Truthcraze's 2024 (Meal) Reviews of the IFComp games

Another year, another faint siren song, heard on the distance, that pulls me the the rocky shore of IFComp.

I mean, sometimes the rocky shore turns out to be a nice beach with frozen margaritas, and sometimes it is jagged, sharp coral with a bunch of half-bird, half-women waiting to lap up the blood.

Here’s to hoping for more entries that are margaritas, and fewer that are maneaters!

I’m reviewing the games in the IFComp personalized random order, and we’ll see how many I can get to this year!

FORBIDDEN LORE:
A MRE or freeze-dried camping food meal, lost in the back of the garage for a few decades. The directions for preparation are missing, and the results after googling possible cooking steps and completing them to the best of your ability are questionable. There are crunchy bits that are tooth-breakingly hard. There are dry, powdery bits, even after water is added according to directions. The taste is reminiscent of something familiar, and the color and texture is ALMOST there, but it is impossible to call this a fully baked meal.

17 Likes

Great to see you back!

I was going to start in on Forbidden Lore this weekend since it had no reviews as late as yesterday(?) but now it has 2. There are still a few left…

3 Likes

THE TRISKELION AFFAIR:
A large plate of plain spaghetti, with red sauce dropped onto the top. The sauce has a few strangely chewy bits in it, and the spaghetti is a touch underdone, but not in the “al dente” meaning, but with some strands burnt, and some sticking together in a pasta stick, with a un-cooked core. The meal is filling, and reminds you of childhood, but a bit of a less rushed preparation and some garnishes, parmesan, maybe some sides of garlic bread and meatballs would make it much more of a complete meal.

6 Likes

Yesssss. I loved the meal reviews last year! Good to see you back for another wild degustation.

4 Likes

A FEW HOURS LATER IN THE DAY OF THE EGOCENTRIC:

A slice of harvati on top of a white party cracker, alone on its plate. It tastes good, but is rather simple and gone quickly. And it is vaguely European.

────────────────────

• _To be done_
1 > In the IFComp meal reviews, the reply beginning "Great to see you back!" mentions a plan to start on Forbidden Lore this weekend. Explain why the writer chose that game and why that reason no longer held, in one to three sentences.
2 > Pick up the IFComp meal reviews after their final sentence and write what comes next.
The records that come next have no connection to the IFComp meal reviews.

• _Data extract_
────────────────────

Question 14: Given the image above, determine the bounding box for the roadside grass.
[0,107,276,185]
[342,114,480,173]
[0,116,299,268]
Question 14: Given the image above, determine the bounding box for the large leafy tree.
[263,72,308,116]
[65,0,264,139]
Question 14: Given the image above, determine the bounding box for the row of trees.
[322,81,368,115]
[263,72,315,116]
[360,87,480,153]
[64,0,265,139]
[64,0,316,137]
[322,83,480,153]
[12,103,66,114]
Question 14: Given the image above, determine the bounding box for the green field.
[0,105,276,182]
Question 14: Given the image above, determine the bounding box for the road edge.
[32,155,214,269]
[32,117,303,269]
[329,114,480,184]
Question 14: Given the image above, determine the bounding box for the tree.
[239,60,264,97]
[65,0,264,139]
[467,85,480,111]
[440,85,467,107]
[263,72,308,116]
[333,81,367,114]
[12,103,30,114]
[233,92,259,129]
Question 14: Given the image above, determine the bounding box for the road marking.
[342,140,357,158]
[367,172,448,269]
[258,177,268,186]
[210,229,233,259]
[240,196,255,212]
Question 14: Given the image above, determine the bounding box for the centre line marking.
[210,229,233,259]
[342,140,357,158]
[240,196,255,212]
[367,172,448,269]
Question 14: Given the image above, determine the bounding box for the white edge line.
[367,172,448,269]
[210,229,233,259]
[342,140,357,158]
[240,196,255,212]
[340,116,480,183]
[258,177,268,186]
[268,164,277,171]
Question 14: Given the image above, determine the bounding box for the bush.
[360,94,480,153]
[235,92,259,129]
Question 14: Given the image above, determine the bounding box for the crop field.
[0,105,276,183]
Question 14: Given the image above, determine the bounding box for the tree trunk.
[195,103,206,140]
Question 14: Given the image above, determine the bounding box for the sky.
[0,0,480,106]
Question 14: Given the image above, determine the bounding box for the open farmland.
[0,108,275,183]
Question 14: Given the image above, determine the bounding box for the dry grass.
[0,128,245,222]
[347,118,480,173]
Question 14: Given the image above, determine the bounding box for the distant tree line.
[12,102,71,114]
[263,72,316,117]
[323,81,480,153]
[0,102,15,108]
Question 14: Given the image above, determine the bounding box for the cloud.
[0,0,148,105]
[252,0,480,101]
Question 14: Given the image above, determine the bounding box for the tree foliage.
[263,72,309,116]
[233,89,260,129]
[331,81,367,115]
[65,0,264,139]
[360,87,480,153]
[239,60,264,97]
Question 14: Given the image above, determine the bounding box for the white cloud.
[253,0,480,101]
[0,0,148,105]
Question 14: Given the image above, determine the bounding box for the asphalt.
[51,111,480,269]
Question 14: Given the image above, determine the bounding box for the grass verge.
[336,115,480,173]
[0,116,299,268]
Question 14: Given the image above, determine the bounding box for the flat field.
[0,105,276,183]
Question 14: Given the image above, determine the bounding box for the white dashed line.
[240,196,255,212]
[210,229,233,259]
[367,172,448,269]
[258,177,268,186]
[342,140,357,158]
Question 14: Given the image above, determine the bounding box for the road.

────────────────────

• _Expected results_
1 > The writer planned to start Forbidden Lore because it had no reviews as late as the previous day. That reason no longer held because the game now has two reviews.

2 >
6 Likes

DOCTOR WHO AND THE DALEK SUPER-BRAIN:

Fish fingers and custard.

The fish fingers are crunchy in bits, oddly slick and moist in others. And oily, there’s a sheen of almost machine-oil over all of the fingers. The custard is sweet and simple and one-note. The combination is deliberately odd and twee.

The combined taste is not likely to be a crowd pleaser, but there might be someone who it really hits for.

6 Likes

METALLIC RED:

Chard salad, slightly bitter, dressed with a handmade dressing, sweet notes in the dressing, cut with some acidic zing. The salad is large, and might work better in a smaller portion to the side of some other dishes, or with a few textural varietants thrown into the mix. It feels like a first course that is somehow accidentally the whole meal, so it had to be stretched.

6 Likes

THE DEN:

Apple pie, with a crisp, buttery crust, a nice blend of spices, the filling is appropriately oozy without being liquid, and the blend of apples within the pie, while only two or three varietals, lends a balance to a bite that is quite pleasing. While apple pie might not be everyone’s choice of dessert, and some might argue that the same ingredients should be used for a cobbler or a crumble, really the choice between pie, cobbler and crumble is really a matter of personal opinion. But, if you are to choose a pie, this apple pie was quite expertly baked, and leaves a pleasant feeling in the mouth afterward.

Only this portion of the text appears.